◆ Text passage ◆
Open Tangxinlu opened 6 months ago
Hey @Tangxinlu, the sparseml.export
is the appropriate pathway. Could you share your code and stack trace, so that I can reproduce the issue?
Hi @dbogunowicz, thanks for the quick reply!
Here is an example:
git clone https://github.com/neuralmagic/sparseml
pip install -e "sparseml[transformers]"
huggingface-cli download TechxGenus/Meta-Llama-3-8B-GPTQ --local-dir Meta-Llama-3-8B-GPTQ
# Add `"disable_exllama": true` to `"quantization_config"` in `Meta-Llama-3-8B-GPTQ/config.json`
sparseml.export --task text-generation ./Meta-Llama-3-8B-GPTQ
Error:
...
sparseml/src/sparseml/pytorch/torch_to_onnx_exporter.py", line 100, in pre_validate
return deepcopy(module).to("cpu").eval()
...
TypeError: cannot pickle 'module' object
envs:
Thanks for the great work!

◆ Supplied entries ◆
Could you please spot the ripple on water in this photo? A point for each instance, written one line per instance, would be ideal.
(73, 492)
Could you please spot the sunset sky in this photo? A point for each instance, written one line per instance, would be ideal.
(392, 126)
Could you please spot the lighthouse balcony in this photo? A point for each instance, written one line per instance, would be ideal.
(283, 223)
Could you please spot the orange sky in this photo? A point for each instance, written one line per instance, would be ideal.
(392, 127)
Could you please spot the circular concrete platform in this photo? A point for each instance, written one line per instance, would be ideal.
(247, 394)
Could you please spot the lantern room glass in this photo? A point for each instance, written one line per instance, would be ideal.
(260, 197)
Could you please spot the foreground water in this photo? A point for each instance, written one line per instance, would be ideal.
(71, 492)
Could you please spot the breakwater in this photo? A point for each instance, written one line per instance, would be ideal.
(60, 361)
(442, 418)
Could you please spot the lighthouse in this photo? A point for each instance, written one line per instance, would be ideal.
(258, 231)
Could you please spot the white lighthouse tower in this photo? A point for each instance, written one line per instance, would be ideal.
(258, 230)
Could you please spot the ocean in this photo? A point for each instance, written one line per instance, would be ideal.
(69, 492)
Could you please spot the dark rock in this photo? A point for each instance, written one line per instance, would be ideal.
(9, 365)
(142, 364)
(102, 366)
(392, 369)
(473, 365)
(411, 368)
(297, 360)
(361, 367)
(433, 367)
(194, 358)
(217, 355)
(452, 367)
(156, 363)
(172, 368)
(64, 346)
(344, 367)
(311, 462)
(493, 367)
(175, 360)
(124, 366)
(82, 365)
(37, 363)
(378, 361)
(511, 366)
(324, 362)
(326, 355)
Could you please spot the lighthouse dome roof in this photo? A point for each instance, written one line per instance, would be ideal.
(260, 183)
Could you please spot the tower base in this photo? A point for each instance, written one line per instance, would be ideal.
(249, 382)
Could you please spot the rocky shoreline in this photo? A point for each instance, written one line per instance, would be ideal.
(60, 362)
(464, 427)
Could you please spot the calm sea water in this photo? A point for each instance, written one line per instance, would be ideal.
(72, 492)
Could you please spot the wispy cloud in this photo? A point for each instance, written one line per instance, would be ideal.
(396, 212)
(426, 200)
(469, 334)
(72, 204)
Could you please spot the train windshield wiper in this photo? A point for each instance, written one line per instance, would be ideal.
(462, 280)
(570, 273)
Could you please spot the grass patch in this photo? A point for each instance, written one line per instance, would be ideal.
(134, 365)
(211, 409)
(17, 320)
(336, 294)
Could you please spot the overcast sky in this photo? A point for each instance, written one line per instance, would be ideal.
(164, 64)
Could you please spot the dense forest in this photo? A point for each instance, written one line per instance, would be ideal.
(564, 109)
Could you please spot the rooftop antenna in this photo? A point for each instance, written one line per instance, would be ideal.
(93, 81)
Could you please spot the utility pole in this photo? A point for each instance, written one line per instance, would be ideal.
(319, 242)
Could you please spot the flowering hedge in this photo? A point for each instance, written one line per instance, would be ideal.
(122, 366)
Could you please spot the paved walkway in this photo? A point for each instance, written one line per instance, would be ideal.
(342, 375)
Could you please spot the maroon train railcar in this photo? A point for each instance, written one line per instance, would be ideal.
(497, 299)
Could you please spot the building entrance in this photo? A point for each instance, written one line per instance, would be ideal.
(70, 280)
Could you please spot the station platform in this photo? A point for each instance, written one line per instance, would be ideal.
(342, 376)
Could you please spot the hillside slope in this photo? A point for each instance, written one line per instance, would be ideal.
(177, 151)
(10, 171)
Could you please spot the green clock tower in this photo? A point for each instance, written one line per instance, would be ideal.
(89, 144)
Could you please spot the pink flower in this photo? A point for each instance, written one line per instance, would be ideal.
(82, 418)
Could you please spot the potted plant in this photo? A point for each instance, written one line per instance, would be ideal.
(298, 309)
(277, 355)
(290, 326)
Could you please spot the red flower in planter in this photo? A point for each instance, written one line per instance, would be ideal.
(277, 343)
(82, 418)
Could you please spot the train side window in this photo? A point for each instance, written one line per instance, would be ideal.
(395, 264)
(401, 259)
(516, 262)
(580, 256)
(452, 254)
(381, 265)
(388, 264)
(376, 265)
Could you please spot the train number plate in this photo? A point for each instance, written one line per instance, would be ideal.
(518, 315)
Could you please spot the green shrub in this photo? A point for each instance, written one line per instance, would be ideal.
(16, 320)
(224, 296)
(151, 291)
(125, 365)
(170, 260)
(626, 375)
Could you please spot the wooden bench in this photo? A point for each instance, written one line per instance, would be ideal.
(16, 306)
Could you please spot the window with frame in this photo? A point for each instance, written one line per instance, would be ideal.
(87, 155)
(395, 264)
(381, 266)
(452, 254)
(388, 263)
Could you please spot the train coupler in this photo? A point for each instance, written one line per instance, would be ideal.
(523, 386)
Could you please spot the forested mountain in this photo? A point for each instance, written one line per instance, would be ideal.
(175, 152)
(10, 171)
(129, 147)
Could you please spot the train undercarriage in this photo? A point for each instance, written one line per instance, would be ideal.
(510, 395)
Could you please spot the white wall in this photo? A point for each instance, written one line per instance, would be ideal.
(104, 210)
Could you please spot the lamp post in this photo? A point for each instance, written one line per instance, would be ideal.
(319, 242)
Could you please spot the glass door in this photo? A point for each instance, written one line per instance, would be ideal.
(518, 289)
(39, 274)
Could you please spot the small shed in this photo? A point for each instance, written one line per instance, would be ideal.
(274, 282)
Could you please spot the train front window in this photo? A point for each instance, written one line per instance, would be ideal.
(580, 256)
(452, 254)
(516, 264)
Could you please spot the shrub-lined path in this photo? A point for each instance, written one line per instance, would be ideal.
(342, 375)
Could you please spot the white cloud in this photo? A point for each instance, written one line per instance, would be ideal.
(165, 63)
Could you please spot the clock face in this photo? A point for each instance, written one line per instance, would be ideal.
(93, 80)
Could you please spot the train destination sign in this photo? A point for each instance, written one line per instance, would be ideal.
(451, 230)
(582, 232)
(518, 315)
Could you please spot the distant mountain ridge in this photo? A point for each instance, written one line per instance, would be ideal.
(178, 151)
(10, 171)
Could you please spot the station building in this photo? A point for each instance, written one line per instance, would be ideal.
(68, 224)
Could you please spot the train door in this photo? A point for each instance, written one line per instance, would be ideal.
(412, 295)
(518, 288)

◆ Assigned task 1 ◆
Answer these questions about the issue thread, each in a few words.
(a) Which model does the huggingface-cli command download?
(b) Which setting is to be added to "quantization_config" in the config.json file?
(c) What error message appears on the last line of the error output?
◆ Assigned task 2 ◆
List every command line given in the example in the issue thread. Leave out the comment line that begins with "#".

◆ Response area 1 ◆
(a) TechxGenus/Meta-Llama-3-8B-GPTQ
(b) "disable_exllama": true
(c) TypeError: cannot pickle 'module' object

◆ Response area 2 ◆
- git clone https://github.com/neuralmagic/sparseml
- pip install -e "sparseml[transformers]"
- huggingface-cli download TechxGenus/Meta-Llama-3-8B-GPTQ --local-dir Meta-Llama-3-8B-GPTQ
- sparseml.export --task text-generation ./Meta-Llama-3-8B-GPTQ